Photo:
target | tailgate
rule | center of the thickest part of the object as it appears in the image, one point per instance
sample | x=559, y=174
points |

...

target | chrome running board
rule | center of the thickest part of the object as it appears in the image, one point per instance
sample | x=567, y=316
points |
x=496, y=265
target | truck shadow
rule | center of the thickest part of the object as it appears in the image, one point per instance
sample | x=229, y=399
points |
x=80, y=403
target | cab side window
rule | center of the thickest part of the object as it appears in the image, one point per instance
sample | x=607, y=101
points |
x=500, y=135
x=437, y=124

==

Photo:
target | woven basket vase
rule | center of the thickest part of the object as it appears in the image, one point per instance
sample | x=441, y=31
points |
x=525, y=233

▸ Exercise brief
Locate each line in the records above that contains the word "sample" and copy those lines out in full.

▸ Answer to the task
sample | x=559, y=174
sample | x=567, y=316
sample | x=229, y=399
sample | x=607, y=101
sample | x=441, y=31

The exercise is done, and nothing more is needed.